Dataset entries
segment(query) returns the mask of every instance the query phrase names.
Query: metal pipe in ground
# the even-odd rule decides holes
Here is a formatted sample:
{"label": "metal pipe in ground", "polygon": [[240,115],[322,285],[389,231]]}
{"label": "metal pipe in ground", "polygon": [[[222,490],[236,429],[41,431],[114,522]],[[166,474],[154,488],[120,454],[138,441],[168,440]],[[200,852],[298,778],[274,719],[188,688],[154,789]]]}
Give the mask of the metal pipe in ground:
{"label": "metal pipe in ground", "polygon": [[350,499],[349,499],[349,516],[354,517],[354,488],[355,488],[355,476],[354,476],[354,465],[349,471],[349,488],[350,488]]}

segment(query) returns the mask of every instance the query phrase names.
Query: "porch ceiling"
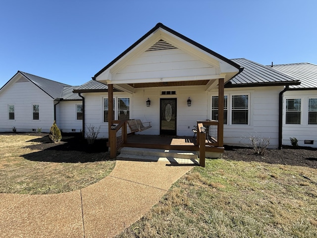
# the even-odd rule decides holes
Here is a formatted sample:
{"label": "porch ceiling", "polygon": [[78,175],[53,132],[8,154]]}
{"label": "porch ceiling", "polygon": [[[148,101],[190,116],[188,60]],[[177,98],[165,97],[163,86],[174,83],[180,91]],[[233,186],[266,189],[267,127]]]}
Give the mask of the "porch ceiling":
{"label": "porch ceiling", "polygon": [[128,85],[134,88],[178,86],[206,85],[210,80],[183,81],[178,82],[161,82],[157,83],[131,83]]}

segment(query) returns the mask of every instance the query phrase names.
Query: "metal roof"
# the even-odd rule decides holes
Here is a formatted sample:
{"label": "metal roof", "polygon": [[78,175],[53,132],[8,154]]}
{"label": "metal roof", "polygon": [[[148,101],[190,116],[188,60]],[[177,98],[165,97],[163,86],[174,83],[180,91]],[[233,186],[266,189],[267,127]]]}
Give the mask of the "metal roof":
{"label": "metal roof", "polygon": [[21,71],[18,71],[18,72],[20,73],[53,99],[61,97],[64,86],[70,86]]}
{"label": "metal roof", "polygon": [[244,68],[242,72],[226,84],[225,87],[293,85],[300,83],[299,80],[293,77],[249,60],[243,58],[233,59],[231,60]]}
{"label": "metal roof", "polygon": [[300,85],[292,85],[290,88],[317,88],[317,65],[311,63],[289,63],[273,65],[272,68],[299,79]]}
{"label": "metal roof", "polygon": [[75,87],[73,92],[107,92],[108,85],[98,81],[91,80],[82,85]]}
{"label": "metal roof", "polygon": [[82,100],[82,99],[79,97],[77,93],[73,93],[73,90],[77,87],[78,86],[64,87],[60,97],[61,99],[63,101]]}

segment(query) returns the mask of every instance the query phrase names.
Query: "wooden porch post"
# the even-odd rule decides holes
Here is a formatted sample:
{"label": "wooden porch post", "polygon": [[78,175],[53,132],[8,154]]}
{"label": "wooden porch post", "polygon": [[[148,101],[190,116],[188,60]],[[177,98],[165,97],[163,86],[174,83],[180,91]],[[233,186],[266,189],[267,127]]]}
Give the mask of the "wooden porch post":
{"label": "wooden porch post", "polygon": [[108,84],[108,138],[110,144],[110,158],[114,159],[116,156],[116,142],[115,131],[111,129],[112,124],[113,111],[113,85]]}
{"label": "wooden porch post", "polygon": [[223,147],[223,107],[224,107],[224,79],[218,79],[218,146]]}

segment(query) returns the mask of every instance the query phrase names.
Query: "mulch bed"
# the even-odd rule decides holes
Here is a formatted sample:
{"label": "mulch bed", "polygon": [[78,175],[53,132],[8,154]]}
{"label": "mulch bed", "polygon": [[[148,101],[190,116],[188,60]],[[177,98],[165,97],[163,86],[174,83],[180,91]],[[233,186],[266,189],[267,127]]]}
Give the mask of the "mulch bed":
{"label": "mulch bed", "polygon": [[268,149],[264,155],[257,155],[250,148],[225,146],[223,158],[317,169],[317,148],[312,147],[283,146],[281,150]]}

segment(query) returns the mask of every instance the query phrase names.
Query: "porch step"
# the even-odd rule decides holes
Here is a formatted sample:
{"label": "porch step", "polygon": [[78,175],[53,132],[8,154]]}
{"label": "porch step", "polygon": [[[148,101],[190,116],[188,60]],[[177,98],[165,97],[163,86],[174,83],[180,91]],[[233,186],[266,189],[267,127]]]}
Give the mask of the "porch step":
{"label": "porch step", "polygon": [[123,147],[121,148],[117,159],[127,158],[146,161],[170,161],[178,163],[197,163],[198,156],[196,152],[180,150]]}

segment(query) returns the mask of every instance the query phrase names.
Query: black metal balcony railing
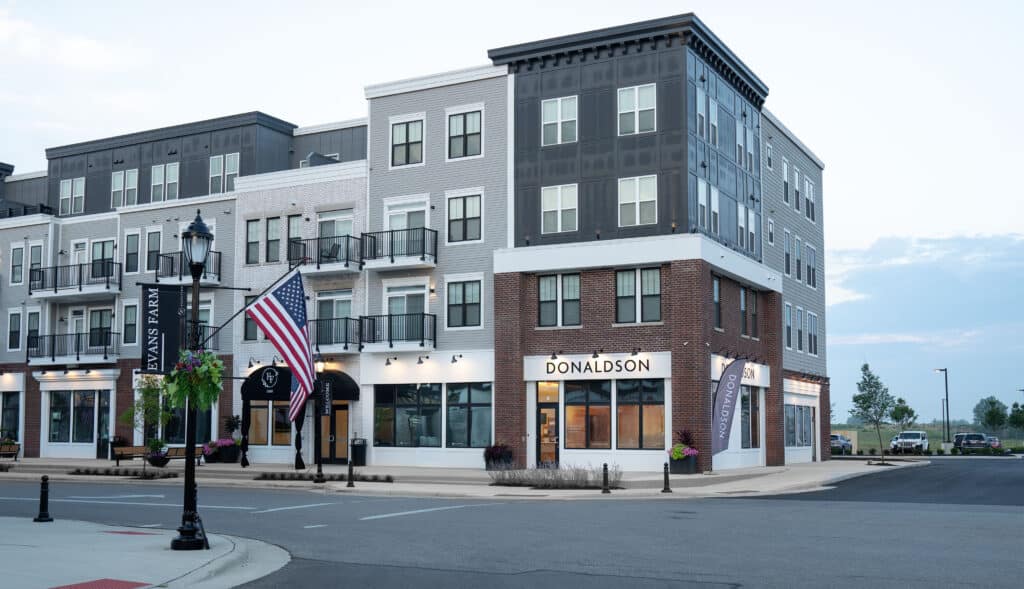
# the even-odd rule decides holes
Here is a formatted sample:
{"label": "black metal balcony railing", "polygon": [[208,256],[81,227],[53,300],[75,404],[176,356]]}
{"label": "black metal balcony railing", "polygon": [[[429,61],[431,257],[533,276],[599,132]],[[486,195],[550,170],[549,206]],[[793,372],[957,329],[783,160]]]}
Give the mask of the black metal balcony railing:
{"label": "black metal balcony railing", "polygon": [[61,333],[52,335],[30,335],[27,361],[33,359],[74,359],[83,355],[101,355],[103,360],[117,356],[120,351],[121,334],[109,329],[93,329],[85,333]]}
{"label": "black metal balcony railing", "polygon": [[314,319],[309,322],[309,336],[316,351],[322,345],[359,345],[359,320],[351,317]]}
{"label": "black metal balcony railing", "polygon": [[355,236],[337,236],[330,238],[313,238],[310,240],[293,239],[288,242],[288,261],[297,263],[305,260],[316,264],[317,269],[323,264],[342,263],[358,264],[362,267],[362,240]]}
{"label": "black metal balcony railing", "polygon": [[437,261],[437,232],[426,227],[391,229],[362,234],[362,259],[374,260],[416,256],[424,261]]}
{"label": "black metal balcony railing", "polygon": [[[156,280],[159,283],[161,279],[191,280],[191,272],[188,269],[188,259],[185,257],[184,252],[171,252],[157,256]],[[220,280],[220,252],[211,251],[210,255],[206,257],[202,280]]]}
{"label": "black metal balcony railing", "polygon": [[102,286],[121,290],[121,264],[112,259],[93,260],[84,264],[48,266],[29,270],[29,294],[36,291],[57,292],[87,286]]}
{"label": "black metal balcony railing", "polygon": [[431,346],[437,337],[437,318],[431,313],[375,314],[359,318],[359,337],[364,344],[417,342]]}

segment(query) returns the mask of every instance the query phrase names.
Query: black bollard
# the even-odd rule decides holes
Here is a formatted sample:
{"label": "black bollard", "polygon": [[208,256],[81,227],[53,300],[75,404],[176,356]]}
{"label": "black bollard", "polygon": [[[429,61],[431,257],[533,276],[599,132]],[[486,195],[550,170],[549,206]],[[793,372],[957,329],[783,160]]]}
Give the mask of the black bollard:
{"label": "black bollard", "polygon": [[50,517],[50,477],[45,474],[39,483],[39,515],[33,521],[53,521]]}

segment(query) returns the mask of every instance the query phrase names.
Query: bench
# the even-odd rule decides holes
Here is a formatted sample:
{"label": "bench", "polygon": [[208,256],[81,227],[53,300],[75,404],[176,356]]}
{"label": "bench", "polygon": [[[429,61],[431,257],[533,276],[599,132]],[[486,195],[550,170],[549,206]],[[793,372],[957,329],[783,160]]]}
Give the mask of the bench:
{"label": "bench", "polygon": [[0,444],[0,457],[13,458],[14,462],[17,462],[17,453],[20,451],[20,444]]}
{"label": "bench", "polygon": [[114,461],[117,466],[121,466],[121,459],[145,458],[148,453],[150,449],[144,446],[117,446],[114,448]]}

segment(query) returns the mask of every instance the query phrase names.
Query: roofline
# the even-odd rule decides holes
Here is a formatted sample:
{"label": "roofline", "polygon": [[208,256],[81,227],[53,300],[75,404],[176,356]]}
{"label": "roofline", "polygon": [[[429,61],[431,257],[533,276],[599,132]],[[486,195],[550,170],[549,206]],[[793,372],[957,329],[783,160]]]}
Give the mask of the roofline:
{"label": "roofline", "polygon": [[128,145],[134,145],[146,141],[172,139],[183,135],[208,133],[211,131],[230,129],[232,127],[241,127],[244,125],[262,125],[288,135],[291,135],[292,131],[295,129],[295,125],[289,123],[288,121],[283,121],[259,111],[253,111],[239,115],[229,115],[227,117],[218,117],[216,119],[207,119],[204,121],[172,125],[170,127],[161,127],[159,129],[127,133],[114,137],[93,139],[80,143],[71,143],[57,148],[49,148],[46,150],[46,159],[65,158],[89,152],[126,148]]}
{"label": "roofline", "polygon": [[308,127],[296,127],[293,131],[293,135],[311,135],[313,133],[324,133],[327,131],[338,131],[340,129],[350,129],[352,127],[365,127],[367,126],[368,119],[361,117],[358,119],[348,119],[347,121],[336,121],[334,123],[321,123],[319,125],[309,125]]}
{"label": "roofline", "polygon": [[771,121],[772,125],[778,127],[778,130],[782,131],[782,134],[784,134],[787,139],[790,139],[791,141],[793,141],[795,145],[800,148],[800,151],[803,152],[805,156],[810,158],[811,161],[817,164],[817,166],[822,170],[825,169],[825,163],[821,161],[821,158],[817,157],[814,154],[814,152],[811,151],[810,148],[804,144],[804,142],[800,140],[800,137],[798,137],[793,131],[790,130],[790,127],[783,125],[782,121],[779,121],[778,118],[775,117],[774,113],[772,113],[768,109],[762,109],[761,113],[765,116],[766,119]]}
{"label": "roofline", "polygon": [[768,86],[692,12],[552,37],[518,45],[508,45],[488,50],[487,56],[497,65],[509,65],[516,61],[536,60],[546,55],[568,54],[595,46],[607,47],[616,43],[672,34],[684,34],[687,42],[690,37],[696,35],[722,60],[742,76],[752,89],[761,95],[762,99],[768,95]]}
{"label": "roofline", "polygon": [[465,84],[467,82],[475,82],[477,80],[500,78],[502,76],[507,76],[508,72],[508,68],[487,64],[484,66],[431,74],[429,76],[406,78],[404,80],[395,80],[394,82],[371,84],[367,86],[364,91],[368,99],[380,98],[382,96],[390,96],[392,94],[403,94],[406,92],[415,92],[417,90],[441,88],[443,86]]}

§ WRITTEN REQUEST: Pull out each line of the data above that contains the string "bollard", and copy the whole line.

§ WRITTEN RESPONSE:
Query: black bollard
{"label": "black bollard", "polygon": [[208,256],[81,227],[53,300],[75,404],[176,356]]}
{"label": "black bollard", "polygon": [[[429,61],[431,257],[533,276],[599,132]],[[486,195],[550,170],[549,206]],[[793,372],[957,329],[783,160]]]}
Give the mask of the black bollard:
{"label": "black bollard", "polygon": [[50,517],[50,477],[45,474],[39,483],[39,515],[33,521],[53,521]]}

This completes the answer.